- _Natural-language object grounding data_
# # # #

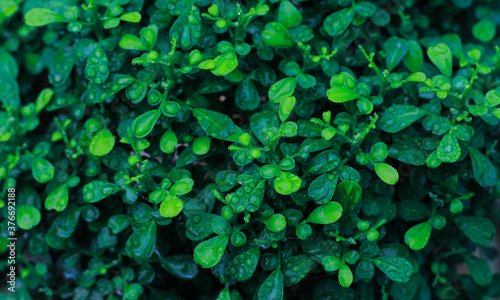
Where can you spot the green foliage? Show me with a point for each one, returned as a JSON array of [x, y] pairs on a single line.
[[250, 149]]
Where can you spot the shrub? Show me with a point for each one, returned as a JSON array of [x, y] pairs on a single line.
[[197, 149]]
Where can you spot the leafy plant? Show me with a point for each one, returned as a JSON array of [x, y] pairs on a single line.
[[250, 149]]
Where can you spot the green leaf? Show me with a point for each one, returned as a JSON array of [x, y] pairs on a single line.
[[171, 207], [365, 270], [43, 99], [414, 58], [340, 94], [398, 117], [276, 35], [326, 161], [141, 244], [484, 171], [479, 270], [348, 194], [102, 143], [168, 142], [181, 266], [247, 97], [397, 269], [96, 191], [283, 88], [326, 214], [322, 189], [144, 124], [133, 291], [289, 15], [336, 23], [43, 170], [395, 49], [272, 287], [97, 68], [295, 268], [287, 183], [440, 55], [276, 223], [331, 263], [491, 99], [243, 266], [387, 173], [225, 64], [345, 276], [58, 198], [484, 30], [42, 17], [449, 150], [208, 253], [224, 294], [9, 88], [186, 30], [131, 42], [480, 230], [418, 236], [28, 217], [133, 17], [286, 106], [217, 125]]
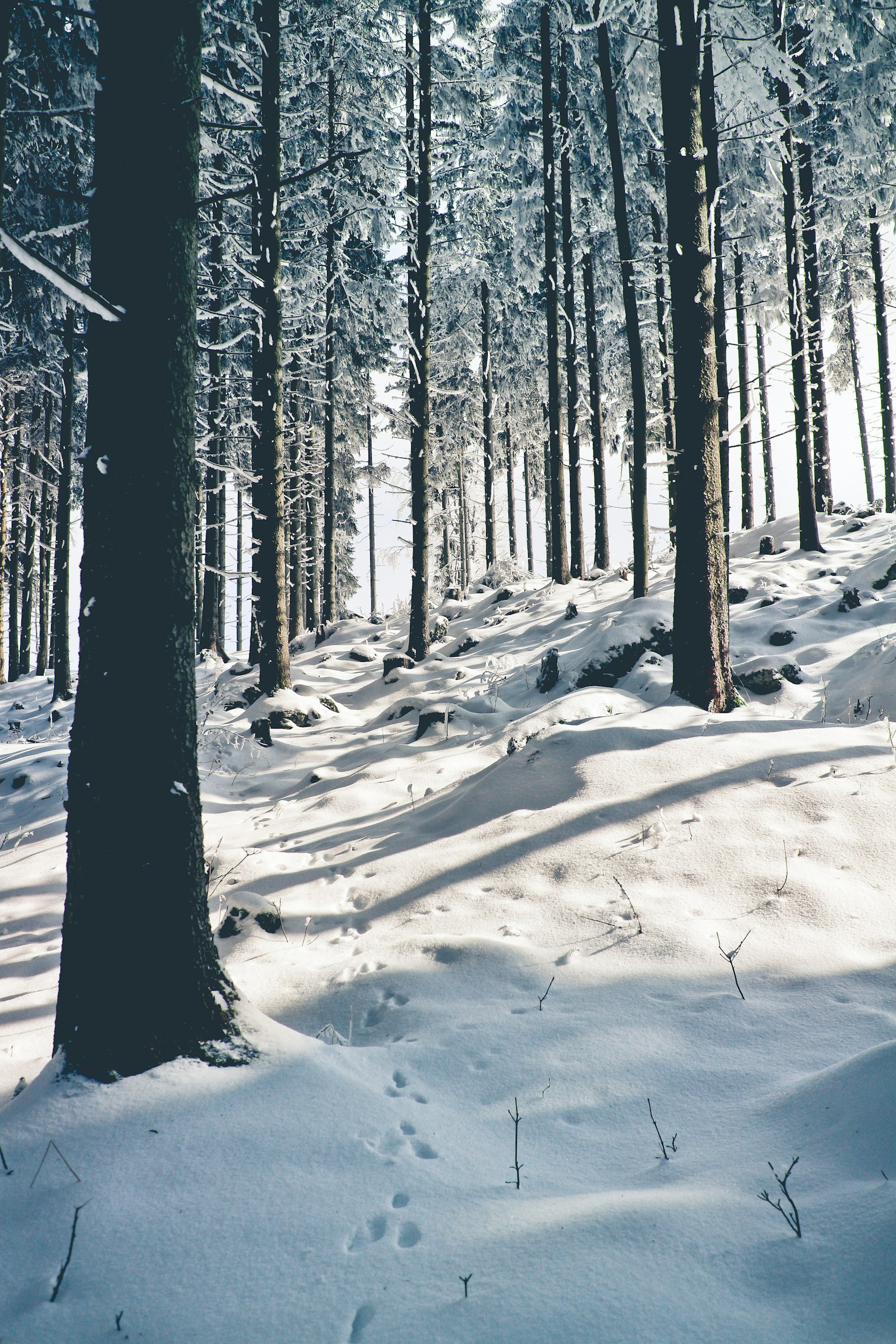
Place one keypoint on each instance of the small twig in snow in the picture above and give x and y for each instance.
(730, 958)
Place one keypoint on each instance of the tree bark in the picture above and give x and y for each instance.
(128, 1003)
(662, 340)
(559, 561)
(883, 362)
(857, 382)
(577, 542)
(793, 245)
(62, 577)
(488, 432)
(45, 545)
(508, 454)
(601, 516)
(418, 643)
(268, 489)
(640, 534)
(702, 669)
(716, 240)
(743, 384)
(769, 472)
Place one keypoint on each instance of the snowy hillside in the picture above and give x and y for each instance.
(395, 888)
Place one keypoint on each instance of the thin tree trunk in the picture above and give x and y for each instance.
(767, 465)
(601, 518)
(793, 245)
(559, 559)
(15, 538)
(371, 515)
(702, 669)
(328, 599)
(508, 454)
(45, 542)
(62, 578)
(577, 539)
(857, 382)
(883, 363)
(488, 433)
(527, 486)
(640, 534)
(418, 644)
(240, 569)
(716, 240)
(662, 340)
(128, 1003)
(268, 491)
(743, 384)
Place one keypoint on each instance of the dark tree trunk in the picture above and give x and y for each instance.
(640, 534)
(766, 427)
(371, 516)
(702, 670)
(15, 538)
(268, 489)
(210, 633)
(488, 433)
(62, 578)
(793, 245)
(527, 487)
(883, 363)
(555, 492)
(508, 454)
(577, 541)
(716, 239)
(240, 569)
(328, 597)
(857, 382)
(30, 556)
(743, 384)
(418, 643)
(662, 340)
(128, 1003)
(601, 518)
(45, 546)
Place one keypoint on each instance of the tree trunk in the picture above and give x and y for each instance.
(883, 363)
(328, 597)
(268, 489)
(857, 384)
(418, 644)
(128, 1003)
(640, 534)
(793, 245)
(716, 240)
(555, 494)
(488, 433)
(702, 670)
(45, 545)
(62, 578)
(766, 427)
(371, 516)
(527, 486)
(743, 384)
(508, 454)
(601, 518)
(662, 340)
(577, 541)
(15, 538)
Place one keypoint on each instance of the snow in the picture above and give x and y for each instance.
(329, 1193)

# # # #

Give the records back verbatim, pictures excluded.

Where can you spot the green foliage? Show me with a point for each one, returned as a JSON array of [x, y] pairs on a single line.
[[250, 149]]
Where can you spot the shrub? Show me with a point for each one, returned as a JSON array of [x, y] pairs on a single line.
[[197, 149]]
Where can you spot the leafy plant? Show me with a point for each one, returned as a JSON array of [x, y] pairs on a single line.
[[250, 149]]
Where can you spot the green leaf? Show me with a point for each one, returned as a JSON array of [x, y] pairs on a single line.
[[171, 207], [365, 270], [43, 99], [414, 58], [340, 94], [398, 117], [276, 35], [326, 161], [141, 244], [484, 171], [479, 270], [348, 194], [102, 143], [168, 142], [181, 266], [247, 97], [397, 269], [96, 191], [283, 88], [326, 214], [322, 189], [144, 124], [133, 291], [289, 15], [336, 23], [43, 170], [395, 49], [272, 287], [97, 68], [295, 268], [287, 183], [440, 55], [276, 223], [331, 263], [491, 99], [243, 266], [387, 173], [225, 64], [345, 276], [58, 198], [484, 30], [42, 17], [449, 150], [208, 253], [224, 294], [9, 88], [186, 30], [131, 42], [480, 230], [418, 236], [28, 217], [133, 17], [286, 106], [217, 125]]
Place one keypoint on each instance of the small twig in snow in the picture above and give x and y for each instance.
(730, 958)
Place one keypoint on each instance of the tree bark in the picture above and give x and y for each instance.
(128, 1003)
(662, 340)
(559, 561)
(883, 362)
(857, 382)
(577, 542)
(793, 245)
(62, 577)
(488, 432)
(45, 545)
(508, 454)
(601, 516)
(418, 643)
(268, 489)
(640, 534)
(702, 669)
(716, 240)
(743, 384)
(769, 472)
Place one keypoint on each instance of the snowy hillside in the picture above and give x and y for each instance.
(395, 888)
Place one keypoint on each instance of the thin tree trunk in the picture above and give x and y for each instance.
(767, 465)
(601, 518)
(793, 245)
(559, 559)
(15, 538)
(371, 515)
(702, 669)
(328, 599)
(508, 454)
(45, 542)
(62, 578)
(577, 539)
(857, 382)
(883, 363)
(488, 433)
(527, 486)
(640, 534)
(418, 644)
(240, 569)
(716, 240)
(662, 340)
(128, 1003)
(268, 491)
(743, 384)
Place one keypoint on each instance of the dark tree trunk in the picture above and give x and y for each instance.
(640, 534)
(766, 427)
(371, 516)
(702, 670)
(15, 538)
(268, 489)
(210, 633)
(488, 433)
(62, 578)
(793, 245)
(527, 487)
(883, 363)
(555, 492)
(508, 454)
(577, 541)
(716, 239)
(240, 569)
(328, 597)
(857, 382)
(30, 556)
(743, 384)
(418, 643)
(662, 340)
(128, 1003)
(601, 518)
(45, 546)
Place one keypoint on each instance of the tree trunk in the picture above and give x and y for each instance.
(883, 363)
(328, 597)
(268, 489)
(857, 384)
(418, 644)
(128, 1003)
(640, 534)
(793, 245)
(716, 240)
(555, 494)
(488, 433)
(702, 670)
(45, 545)
(62, 578)
(766, 427)
(371, 516)
(527, 486)
(743, 384)
(508, 454)
(601, 518)
(662, 340)
(577, 541)
(15, 538)
Place one keypoint on each instance of the snow in the picture above and give x and y for each instance.
(329, 1193)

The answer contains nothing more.